**Passage for review**
/---
Nitrogen plays a critical role in plant growth. It is present in various parts of a plant and affects many physiological functions. For example, nitrogen is a significant component of the amino acids in the proteins and enzymes involved in plant metabolism and transport of water and mineral nutrients across the membranes of plant cells. It makes up a large part of the chlorophyll found in plants, which is used to make sugars that feed the plant. In addition, nitrogen impacts plant growth regulation as well as the development of proteins present in a crop’s grains, fruits, and seeds.
Balance, of course, is essential. Too little nitrogen and crops may not thrive, and too much nitrogen can harm plants and the environment. Because certain conditions are necessary to facilitate the roots’ ability to uptake nutrients that are present in the soil, crops can experience nutrient deficiencies when growing conditions are poor. Very acidic or alkaline conditions, extreme temperatures, drought, and heavy rains can all influence nutrient availability in soil and its subsequent absorption by crops. This means that at times nutrients may be present in the soil, however not available to the plants.
The Nitrogen Balancing Act
Nitrogen deficiency negatively affects all plant functions and results in poor growth and fruiting. This deficiency can often be detected via the pale green or yellow-colored leaves due to the lack of nitrogen’s impact on chlorophyll production.
Nitrogen levels that are too high also negatively affect the chemical balance of a plant. When there is an oversupply of mineral nitrogen, the plant’s response is to divert energy, carbohydrates, water, and minerals to metabolize it, thereby leading to weak plants, delayed fruiting, uneven ripening, and trace element deficiencies. Moreover, excessive nitrogen availability can lead to poor quality of product by inducing the accumulation of antinutritional factors (i.e., nitrates, oxalic acid) and lowering the shelf-life.
When it comes to nitrogen, growers face a balancing act – with real economic consequences.
The quality of soil affects how well nutrients and water are retained. Nitrogen in the form of nitrate can quickly dissolve in water, and, as water drains, it may take the nitrogen along with it. This leaching of nitrates can have severe environmental effects, such as eutrophication, which is an accumulation of nutrients in a body of water, frequently caused by run-off, which results in a thick growth of algae and other organisms and a depletion of oxygen in the water. Moreover, nitrogen can be lost from the soil surface as ammonia gas via the process of volatilization. Flooded soils can also result in pulses of nitrogen losses through denitrification which is a microbial process of reducing nitrate and nitrite to gaseous forms of nitrogen, principally nitrous oxide (N2O) and elemental nitrogen (N2).
\---
**Exercise requirements**
1/ Condense the paragraph of the nitrogen passage that begins "Nitrogen levels that are too high" into a short bulleted list, keeping its main facts.
2/ Pick up the nitrogen passage after its last sentence, the one on denitrification, and carry it forward by a paragraph or two.

**Dataset entries**
/---
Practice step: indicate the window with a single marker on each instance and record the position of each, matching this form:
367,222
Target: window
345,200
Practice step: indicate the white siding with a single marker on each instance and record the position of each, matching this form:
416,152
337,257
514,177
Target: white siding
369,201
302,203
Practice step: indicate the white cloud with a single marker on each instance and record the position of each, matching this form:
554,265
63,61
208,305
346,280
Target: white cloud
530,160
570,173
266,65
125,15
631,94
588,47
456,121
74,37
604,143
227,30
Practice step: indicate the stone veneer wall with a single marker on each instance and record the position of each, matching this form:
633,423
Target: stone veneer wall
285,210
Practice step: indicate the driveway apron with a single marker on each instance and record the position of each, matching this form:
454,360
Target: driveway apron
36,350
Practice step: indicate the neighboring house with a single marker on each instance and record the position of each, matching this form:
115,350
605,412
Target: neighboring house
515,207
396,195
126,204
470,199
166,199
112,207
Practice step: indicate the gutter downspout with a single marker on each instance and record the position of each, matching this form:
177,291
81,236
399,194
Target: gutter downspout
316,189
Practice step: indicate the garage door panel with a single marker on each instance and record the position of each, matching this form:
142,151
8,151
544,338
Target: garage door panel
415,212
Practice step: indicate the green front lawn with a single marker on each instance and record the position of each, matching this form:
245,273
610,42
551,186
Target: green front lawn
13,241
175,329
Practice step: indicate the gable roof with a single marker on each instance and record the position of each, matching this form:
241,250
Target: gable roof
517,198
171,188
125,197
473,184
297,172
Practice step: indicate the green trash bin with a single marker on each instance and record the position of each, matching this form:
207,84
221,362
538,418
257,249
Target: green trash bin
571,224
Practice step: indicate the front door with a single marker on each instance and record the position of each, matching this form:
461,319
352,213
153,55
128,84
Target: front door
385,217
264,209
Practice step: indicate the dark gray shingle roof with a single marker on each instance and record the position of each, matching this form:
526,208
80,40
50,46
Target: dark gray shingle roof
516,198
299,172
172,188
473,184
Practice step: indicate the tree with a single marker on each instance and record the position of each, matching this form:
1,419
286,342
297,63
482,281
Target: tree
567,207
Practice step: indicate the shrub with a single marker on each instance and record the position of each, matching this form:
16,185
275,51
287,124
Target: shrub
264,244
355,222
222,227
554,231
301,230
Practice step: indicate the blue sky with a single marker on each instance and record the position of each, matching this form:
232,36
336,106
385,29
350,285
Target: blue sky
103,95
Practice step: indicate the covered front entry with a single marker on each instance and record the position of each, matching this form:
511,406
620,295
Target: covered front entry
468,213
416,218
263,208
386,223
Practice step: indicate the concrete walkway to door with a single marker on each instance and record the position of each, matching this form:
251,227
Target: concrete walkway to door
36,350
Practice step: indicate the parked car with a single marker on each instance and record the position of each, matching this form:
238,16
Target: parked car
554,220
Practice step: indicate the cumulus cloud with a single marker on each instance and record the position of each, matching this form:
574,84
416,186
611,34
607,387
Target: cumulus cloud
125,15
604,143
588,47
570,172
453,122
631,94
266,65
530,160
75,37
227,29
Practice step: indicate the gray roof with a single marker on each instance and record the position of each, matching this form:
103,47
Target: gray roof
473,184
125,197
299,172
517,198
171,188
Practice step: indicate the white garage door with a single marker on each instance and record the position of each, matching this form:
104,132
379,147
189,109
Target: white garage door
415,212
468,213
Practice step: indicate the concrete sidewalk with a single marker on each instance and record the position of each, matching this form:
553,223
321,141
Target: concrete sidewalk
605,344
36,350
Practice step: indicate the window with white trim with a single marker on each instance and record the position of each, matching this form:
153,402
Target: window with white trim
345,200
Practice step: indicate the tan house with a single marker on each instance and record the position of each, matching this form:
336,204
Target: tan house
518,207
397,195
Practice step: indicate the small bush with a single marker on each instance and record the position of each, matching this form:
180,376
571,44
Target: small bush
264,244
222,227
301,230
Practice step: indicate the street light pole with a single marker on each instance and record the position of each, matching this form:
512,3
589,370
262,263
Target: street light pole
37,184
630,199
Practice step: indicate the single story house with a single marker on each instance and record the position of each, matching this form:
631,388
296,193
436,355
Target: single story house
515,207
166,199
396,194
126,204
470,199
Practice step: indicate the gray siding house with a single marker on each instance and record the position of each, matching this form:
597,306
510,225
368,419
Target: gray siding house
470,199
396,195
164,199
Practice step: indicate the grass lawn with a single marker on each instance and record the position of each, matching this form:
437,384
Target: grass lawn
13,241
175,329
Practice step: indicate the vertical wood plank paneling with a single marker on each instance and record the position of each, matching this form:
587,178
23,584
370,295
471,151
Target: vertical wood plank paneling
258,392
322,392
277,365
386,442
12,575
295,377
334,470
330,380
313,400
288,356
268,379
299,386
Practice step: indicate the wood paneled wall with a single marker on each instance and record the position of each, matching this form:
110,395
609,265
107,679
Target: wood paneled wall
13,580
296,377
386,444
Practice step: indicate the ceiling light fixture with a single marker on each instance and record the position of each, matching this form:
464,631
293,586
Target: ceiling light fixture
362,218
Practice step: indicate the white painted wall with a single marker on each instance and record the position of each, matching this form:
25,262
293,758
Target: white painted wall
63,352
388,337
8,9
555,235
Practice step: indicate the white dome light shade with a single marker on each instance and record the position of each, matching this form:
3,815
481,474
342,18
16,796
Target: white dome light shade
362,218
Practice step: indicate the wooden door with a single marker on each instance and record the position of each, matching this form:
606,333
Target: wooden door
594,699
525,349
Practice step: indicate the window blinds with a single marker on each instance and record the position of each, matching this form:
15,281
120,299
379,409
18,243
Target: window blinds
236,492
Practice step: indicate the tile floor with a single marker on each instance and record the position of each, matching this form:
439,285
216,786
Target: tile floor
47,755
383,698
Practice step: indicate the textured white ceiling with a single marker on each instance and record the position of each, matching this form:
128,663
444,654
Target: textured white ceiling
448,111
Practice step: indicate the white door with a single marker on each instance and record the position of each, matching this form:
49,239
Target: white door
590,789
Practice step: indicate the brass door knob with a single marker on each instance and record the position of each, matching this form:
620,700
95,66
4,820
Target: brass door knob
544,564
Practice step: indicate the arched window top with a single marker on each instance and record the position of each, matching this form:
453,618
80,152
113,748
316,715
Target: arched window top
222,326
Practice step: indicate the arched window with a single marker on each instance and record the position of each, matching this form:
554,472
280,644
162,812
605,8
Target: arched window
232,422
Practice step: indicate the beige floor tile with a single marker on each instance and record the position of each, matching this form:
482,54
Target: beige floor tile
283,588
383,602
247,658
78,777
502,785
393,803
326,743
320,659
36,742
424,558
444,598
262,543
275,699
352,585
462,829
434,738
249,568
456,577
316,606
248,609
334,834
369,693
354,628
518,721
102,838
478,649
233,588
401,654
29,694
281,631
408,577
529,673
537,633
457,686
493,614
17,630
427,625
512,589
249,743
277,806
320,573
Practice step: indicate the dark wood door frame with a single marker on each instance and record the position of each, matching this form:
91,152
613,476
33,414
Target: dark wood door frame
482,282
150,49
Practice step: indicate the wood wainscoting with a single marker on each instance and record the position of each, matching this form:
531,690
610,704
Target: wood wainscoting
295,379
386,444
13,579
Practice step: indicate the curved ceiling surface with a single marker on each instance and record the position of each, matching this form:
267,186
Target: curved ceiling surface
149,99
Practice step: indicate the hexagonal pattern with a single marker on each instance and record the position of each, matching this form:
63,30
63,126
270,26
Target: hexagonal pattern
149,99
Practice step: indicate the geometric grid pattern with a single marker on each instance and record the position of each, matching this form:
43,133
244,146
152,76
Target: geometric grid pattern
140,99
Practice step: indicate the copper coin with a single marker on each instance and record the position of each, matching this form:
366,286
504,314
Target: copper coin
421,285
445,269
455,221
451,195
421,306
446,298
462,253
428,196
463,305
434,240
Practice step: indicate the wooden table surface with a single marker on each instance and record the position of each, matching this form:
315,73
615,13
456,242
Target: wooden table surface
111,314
\---
**Responses by task**
1/
- Too much nitrogen upsets a plant's chemical balance.
- An oversupply of mineral nitrogen makes the plant divert energy, carbohydrates, water, and minerals to metabolize it.
- This leads to weak plants, delayed fruiting, uneven ripening, and trace element deficiencies.
- Excess nitrogen can also lower product quality by causing antinutritional factors such as nitrates and oxalic acid to build up.
- It also shortens shelf-life.

2/
With the propensity of nitrogen to volatilization, denitrification, leaching, surface runoff, thereby polluting the air, water, and land in the process, smart nitrogen management can help reduce these threats and positively contribute to a grower’s bottom line. Nitrogen fertilizers can be expensive and wasteful. Nitrogen loss means more pollution, lower yields, and higher costs to growers. One way to improve nitrogen efficiency is with the use of biostimulants like vegetal-derived protein hydrolysates.
Nitrogen Use Efficiency
Protein hydrolysate based biostimulants have been shown to improve nitrogen use efficiency, which is the fraction of applied nitrogen that is absorbed and used by the plant, by helping crops increase the ability to uptake and metabolize nitrogen quickly and effectively. It does so by regulating specific metabolic pathways and enzymes within the plant structure, thereby maximizing the benefits of nitrogen applications (wet or dry). Protein hydrolysates increases nutrient use efficiency by regulating key enzymes involved in nitrogen assimilation and intervening with hormone-like activity to increase nitrogen metabolism.
In a recent study, Sestili et al1 concluded:
• The increase in plant biomass was associated with the stimulation of the root growth, thus inducing a “nutrient acquisition response” that favors nitrogen uptake and translocation.
• Results highlighted the potential benefits of using this technology to increase growth and N-nutritional status of plants grown under both high and low nitrogen regimes.
• This technology mediated an increase of total nitrogen content in leaves that can be explained by the stimulation of root growth and the upregulation of genes involved in the N assimilation.